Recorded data

────────

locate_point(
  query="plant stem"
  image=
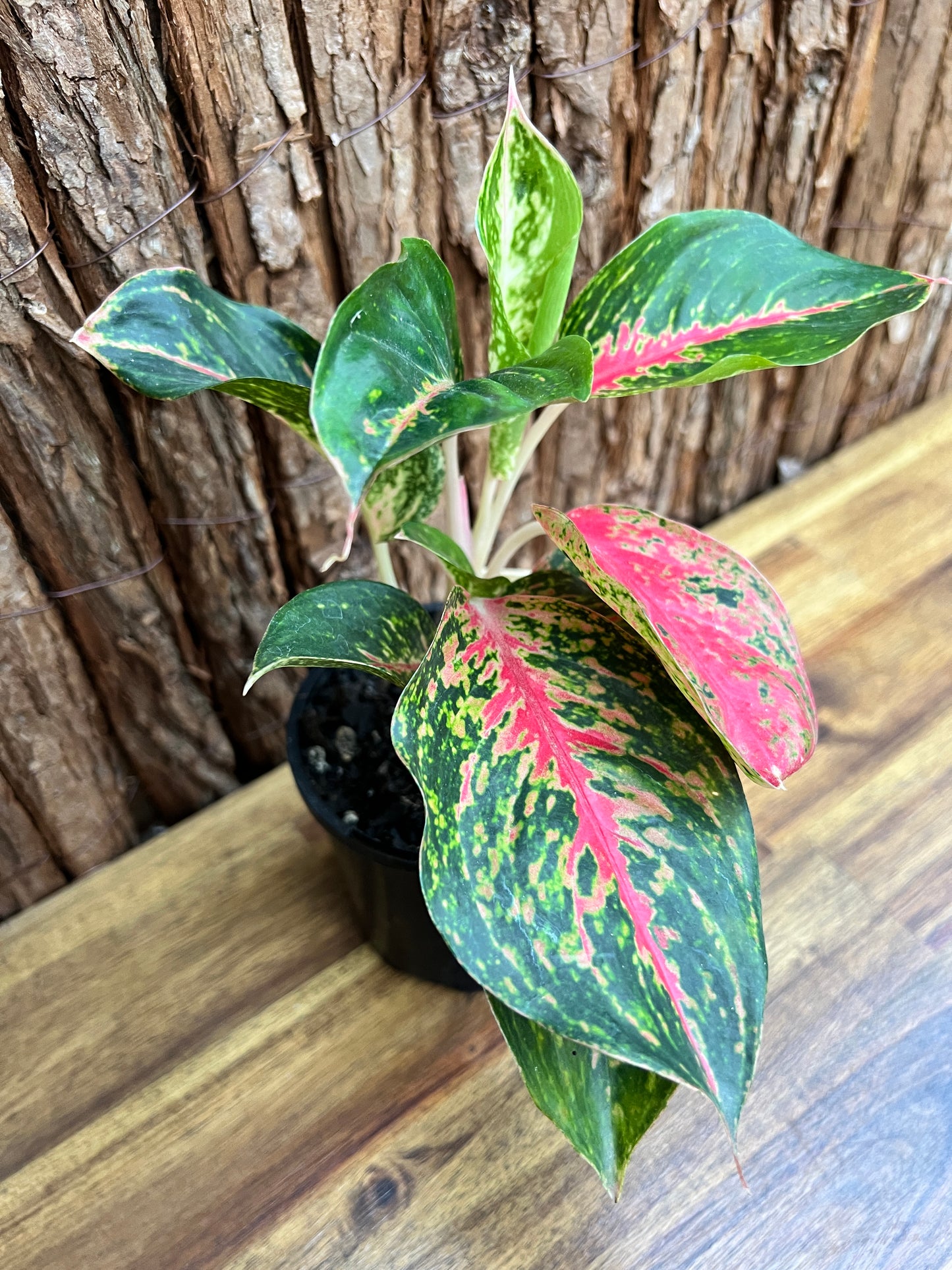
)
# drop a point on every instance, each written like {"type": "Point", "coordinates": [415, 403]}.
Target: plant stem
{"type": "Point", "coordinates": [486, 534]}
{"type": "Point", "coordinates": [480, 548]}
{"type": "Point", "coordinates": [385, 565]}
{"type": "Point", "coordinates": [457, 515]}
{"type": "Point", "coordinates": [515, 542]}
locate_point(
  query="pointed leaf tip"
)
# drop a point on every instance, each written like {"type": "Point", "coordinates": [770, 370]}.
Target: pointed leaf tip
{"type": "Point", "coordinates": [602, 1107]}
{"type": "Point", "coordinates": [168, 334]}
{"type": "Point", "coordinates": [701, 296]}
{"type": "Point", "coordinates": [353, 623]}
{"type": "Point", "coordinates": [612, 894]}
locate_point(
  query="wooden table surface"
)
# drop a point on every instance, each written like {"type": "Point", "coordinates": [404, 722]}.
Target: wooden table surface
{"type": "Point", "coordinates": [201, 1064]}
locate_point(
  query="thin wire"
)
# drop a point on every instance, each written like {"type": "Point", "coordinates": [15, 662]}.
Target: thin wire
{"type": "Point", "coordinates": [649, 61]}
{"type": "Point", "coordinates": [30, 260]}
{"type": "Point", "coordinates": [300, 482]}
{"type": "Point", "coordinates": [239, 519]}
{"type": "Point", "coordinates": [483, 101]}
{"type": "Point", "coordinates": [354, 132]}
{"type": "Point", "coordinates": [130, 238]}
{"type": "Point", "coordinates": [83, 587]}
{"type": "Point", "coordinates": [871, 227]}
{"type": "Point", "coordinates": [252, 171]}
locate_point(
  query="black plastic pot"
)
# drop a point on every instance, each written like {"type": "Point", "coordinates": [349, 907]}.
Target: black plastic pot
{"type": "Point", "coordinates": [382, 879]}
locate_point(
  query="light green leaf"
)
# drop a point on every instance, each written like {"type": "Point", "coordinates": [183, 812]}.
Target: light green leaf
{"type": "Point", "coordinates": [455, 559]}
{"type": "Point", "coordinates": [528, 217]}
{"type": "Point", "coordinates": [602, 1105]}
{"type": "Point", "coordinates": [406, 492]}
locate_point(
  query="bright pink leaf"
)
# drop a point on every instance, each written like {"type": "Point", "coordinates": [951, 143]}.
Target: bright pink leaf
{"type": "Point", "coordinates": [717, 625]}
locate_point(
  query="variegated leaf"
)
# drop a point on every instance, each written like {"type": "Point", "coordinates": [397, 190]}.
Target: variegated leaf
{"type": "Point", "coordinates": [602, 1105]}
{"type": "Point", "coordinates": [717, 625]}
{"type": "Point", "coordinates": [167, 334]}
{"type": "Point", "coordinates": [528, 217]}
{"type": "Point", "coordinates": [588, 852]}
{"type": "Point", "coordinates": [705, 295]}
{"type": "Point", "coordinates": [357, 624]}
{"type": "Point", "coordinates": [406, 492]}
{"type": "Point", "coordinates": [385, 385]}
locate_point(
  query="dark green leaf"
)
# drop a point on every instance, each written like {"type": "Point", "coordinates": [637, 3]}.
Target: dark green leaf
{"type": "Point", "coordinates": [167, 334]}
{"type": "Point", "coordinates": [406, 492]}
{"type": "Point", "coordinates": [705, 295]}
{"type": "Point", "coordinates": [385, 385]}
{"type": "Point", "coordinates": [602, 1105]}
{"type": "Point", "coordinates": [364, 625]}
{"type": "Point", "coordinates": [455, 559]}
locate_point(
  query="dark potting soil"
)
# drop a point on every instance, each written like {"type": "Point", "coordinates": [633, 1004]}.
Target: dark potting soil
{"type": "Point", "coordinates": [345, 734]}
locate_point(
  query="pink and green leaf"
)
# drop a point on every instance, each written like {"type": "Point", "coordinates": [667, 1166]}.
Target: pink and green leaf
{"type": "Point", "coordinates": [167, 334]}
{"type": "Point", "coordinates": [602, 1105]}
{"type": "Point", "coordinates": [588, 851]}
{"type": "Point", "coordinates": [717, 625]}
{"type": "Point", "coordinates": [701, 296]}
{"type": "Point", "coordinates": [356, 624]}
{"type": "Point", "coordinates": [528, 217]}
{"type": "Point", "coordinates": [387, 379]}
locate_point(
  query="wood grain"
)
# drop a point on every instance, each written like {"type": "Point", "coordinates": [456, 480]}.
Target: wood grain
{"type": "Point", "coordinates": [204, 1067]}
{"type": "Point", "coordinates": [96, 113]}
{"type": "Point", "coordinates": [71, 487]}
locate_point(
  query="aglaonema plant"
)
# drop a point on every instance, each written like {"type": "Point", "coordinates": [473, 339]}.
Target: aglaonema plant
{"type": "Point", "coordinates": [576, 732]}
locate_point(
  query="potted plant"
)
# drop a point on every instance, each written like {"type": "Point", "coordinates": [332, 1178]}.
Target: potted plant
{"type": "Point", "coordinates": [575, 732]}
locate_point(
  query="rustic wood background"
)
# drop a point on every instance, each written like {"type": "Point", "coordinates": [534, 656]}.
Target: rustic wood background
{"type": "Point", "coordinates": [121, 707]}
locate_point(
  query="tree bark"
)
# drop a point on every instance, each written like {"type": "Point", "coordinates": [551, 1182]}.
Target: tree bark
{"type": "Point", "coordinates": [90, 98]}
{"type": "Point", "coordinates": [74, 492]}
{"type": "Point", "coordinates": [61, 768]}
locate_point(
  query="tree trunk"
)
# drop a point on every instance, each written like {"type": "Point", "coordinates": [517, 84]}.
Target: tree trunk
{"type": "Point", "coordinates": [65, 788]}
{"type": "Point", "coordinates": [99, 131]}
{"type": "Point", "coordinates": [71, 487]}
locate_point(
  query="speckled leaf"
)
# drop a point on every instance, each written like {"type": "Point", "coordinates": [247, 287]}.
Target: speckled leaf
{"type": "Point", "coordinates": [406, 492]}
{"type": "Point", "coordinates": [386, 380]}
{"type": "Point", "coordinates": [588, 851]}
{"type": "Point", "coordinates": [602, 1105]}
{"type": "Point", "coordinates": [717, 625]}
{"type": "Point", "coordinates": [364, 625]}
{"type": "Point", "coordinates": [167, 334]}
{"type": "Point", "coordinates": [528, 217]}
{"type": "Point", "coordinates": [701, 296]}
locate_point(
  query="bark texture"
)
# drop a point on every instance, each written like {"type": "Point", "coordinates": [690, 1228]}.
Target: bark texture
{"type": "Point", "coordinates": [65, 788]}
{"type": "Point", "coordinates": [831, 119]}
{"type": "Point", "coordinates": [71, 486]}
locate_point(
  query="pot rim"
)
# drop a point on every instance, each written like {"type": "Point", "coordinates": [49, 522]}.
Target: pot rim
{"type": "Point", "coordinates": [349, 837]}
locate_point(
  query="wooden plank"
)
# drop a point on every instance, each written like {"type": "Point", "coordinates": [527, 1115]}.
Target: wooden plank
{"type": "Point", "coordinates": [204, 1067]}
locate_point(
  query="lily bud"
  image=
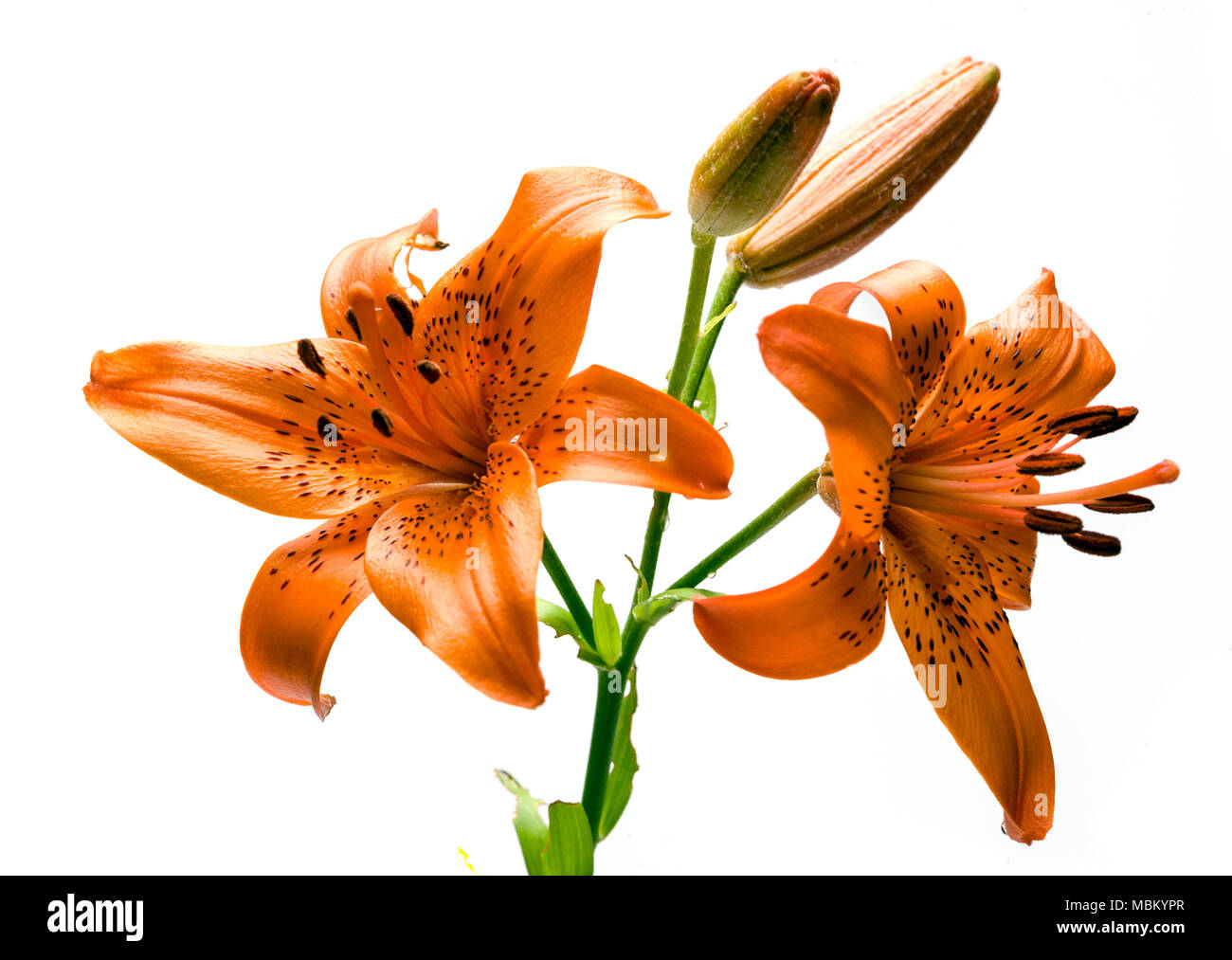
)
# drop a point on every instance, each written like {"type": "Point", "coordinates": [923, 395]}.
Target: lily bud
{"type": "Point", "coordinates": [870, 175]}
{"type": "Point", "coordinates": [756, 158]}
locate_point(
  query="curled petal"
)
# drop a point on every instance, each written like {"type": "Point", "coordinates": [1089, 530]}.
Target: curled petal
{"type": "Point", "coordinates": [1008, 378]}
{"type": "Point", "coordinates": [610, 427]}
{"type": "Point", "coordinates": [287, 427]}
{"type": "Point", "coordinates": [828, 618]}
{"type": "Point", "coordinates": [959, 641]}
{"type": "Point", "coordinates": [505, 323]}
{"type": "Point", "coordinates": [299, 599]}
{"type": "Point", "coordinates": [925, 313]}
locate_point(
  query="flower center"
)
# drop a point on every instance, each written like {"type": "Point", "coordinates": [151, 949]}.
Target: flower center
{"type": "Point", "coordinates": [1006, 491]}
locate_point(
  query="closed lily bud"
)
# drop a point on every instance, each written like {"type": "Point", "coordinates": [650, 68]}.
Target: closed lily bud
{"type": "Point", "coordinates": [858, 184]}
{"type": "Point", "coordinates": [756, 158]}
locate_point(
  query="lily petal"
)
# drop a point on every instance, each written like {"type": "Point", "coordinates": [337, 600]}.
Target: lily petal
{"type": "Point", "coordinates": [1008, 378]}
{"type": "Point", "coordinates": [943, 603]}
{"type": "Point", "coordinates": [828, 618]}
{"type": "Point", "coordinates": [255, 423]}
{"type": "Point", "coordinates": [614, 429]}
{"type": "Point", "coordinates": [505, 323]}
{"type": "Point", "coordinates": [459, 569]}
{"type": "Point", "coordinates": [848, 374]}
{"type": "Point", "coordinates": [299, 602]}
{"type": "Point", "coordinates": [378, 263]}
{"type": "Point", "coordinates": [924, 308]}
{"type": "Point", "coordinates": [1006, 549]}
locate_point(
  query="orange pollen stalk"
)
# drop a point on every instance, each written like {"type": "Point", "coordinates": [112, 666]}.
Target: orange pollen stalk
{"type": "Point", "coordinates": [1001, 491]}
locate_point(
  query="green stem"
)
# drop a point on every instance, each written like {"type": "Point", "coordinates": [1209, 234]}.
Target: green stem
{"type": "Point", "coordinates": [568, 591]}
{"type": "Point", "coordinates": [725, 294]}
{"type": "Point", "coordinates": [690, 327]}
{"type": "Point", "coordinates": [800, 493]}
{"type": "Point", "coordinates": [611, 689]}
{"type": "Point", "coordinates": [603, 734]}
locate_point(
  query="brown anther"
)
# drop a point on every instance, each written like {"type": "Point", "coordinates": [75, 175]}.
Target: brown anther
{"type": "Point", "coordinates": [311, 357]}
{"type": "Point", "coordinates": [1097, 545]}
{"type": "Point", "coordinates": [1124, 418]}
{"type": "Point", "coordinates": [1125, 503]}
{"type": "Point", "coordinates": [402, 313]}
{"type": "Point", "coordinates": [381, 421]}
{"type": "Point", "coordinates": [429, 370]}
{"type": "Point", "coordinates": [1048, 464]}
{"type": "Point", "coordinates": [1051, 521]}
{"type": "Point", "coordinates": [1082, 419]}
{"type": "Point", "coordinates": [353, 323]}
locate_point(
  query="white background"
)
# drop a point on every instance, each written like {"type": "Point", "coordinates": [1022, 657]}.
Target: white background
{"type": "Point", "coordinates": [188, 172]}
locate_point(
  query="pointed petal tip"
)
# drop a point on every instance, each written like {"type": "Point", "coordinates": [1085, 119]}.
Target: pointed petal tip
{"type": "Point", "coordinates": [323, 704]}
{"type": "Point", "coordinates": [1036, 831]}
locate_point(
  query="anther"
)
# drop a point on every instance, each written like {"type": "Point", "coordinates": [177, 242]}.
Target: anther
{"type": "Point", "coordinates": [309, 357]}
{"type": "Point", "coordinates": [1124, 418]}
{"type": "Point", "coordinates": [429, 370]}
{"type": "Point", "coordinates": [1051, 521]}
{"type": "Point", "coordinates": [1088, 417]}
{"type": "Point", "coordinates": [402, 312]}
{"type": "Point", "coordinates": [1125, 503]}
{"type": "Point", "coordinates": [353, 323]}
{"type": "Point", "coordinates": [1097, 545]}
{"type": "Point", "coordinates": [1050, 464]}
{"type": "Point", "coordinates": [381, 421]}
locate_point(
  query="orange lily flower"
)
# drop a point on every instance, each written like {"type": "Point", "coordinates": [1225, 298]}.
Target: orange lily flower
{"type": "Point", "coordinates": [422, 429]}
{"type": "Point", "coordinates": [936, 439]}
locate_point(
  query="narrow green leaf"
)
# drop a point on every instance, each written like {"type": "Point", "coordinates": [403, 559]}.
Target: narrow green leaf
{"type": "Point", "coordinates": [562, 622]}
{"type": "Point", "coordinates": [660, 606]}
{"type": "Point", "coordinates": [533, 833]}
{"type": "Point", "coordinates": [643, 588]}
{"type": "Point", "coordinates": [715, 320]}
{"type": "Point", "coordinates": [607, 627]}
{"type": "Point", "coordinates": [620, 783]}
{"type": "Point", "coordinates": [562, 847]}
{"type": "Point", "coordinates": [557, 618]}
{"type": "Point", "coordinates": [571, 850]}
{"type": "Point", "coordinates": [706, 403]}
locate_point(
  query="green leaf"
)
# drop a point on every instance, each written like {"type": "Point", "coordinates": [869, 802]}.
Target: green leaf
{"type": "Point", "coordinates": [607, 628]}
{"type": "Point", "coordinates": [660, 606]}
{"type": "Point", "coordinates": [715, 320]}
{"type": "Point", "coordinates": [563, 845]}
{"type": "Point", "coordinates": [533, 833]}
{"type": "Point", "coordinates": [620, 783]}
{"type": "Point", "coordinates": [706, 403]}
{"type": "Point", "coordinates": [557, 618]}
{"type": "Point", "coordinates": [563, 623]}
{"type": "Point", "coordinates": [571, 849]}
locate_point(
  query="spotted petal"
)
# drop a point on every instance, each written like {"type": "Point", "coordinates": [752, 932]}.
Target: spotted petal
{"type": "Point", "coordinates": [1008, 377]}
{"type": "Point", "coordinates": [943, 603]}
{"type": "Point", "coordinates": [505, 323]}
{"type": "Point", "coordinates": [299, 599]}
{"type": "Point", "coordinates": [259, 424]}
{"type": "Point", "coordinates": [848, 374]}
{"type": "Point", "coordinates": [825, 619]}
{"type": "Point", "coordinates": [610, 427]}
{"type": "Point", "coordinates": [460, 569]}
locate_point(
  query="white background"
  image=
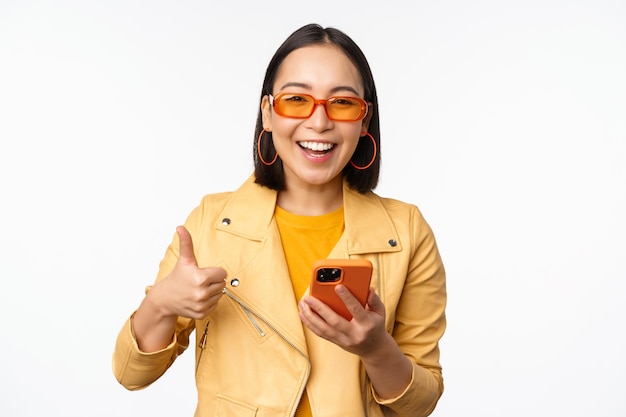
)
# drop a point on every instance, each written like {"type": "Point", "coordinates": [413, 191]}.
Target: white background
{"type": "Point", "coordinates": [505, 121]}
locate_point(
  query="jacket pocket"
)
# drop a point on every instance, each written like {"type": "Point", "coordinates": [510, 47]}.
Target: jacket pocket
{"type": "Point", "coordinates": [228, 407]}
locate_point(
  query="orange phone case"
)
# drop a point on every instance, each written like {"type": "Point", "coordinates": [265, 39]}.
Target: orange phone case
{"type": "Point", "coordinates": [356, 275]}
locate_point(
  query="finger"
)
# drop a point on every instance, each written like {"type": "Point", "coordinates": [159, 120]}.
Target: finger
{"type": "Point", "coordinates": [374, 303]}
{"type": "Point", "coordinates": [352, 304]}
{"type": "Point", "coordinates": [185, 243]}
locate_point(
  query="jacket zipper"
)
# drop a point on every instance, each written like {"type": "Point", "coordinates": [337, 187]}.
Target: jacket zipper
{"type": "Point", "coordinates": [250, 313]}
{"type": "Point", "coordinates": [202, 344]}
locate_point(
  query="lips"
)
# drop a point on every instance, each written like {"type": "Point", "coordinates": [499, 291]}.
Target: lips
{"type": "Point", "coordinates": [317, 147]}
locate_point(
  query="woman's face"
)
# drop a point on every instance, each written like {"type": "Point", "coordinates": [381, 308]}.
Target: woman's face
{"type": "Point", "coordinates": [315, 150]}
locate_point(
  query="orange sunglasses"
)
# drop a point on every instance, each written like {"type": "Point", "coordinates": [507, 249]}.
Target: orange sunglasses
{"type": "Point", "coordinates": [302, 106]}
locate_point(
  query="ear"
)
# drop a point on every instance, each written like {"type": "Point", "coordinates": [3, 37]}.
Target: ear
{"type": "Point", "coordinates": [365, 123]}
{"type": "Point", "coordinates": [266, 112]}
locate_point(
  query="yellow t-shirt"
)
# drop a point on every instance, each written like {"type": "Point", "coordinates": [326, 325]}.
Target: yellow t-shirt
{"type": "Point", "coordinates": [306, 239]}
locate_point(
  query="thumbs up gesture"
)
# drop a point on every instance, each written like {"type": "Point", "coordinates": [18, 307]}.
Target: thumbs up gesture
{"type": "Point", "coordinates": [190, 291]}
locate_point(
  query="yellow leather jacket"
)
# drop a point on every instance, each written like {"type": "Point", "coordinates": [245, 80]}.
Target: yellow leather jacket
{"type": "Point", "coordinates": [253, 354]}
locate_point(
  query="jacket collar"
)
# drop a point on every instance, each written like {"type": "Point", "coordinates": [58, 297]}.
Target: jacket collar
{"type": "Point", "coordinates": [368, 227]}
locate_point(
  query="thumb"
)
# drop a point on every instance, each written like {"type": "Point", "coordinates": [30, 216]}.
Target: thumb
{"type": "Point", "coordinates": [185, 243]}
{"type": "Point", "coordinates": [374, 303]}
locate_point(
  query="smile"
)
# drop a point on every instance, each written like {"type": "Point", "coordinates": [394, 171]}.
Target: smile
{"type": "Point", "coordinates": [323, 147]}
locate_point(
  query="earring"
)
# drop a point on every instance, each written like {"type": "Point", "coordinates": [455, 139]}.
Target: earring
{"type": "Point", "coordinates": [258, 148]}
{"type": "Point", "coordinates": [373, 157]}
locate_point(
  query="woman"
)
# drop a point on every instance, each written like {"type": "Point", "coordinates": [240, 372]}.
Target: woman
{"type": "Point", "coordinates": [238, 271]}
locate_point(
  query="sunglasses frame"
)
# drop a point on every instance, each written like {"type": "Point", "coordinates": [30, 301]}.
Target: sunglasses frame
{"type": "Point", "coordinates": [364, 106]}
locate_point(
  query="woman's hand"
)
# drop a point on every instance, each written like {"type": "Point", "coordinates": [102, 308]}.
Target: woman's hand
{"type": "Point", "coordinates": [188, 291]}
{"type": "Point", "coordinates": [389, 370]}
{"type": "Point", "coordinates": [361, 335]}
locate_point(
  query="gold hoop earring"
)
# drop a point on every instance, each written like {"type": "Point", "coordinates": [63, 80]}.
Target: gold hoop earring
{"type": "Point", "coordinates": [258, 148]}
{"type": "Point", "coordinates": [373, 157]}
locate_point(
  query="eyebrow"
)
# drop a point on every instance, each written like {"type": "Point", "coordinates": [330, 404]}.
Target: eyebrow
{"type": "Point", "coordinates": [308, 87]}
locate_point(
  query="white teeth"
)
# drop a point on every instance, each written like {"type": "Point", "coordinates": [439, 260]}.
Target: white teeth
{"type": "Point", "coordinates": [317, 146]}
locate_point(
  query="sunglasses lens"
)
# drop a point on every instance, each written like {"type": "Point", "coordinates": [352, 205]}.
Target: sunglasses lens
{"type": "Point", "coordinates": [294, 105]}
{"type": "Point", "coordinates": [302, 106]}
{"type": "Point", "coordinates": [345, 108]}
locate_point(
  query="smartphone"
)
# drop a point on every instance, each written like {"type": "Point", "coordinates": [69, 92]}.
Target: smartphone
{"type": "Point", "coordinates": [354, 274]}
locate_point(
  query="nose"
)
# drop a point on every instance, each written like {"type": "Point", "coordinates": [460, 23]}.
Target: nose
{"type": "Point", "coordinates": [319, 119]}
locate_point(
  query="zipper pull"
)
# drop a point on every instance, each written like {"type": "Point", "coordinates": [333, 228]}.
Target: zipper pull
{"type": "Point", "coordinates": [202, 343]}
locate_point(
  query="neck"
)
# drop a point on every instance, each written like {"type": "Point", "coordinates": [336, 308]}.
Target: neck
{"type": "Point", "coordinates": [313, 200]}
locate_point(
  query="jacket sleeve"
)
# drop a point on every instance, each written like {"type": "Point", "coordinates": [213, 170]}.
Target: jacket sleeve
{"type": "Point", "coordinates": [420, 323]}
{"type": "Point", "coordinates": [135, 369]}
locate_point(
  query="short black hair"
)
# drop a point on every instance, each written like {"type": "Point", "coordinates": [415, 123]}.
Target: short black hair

────────

### WORK TO DO
Pull out each line of the material above that contains the string "texture". The match is case-sensitive.

### FULL SOLUTION
  query="bark texture"
Target: bark texture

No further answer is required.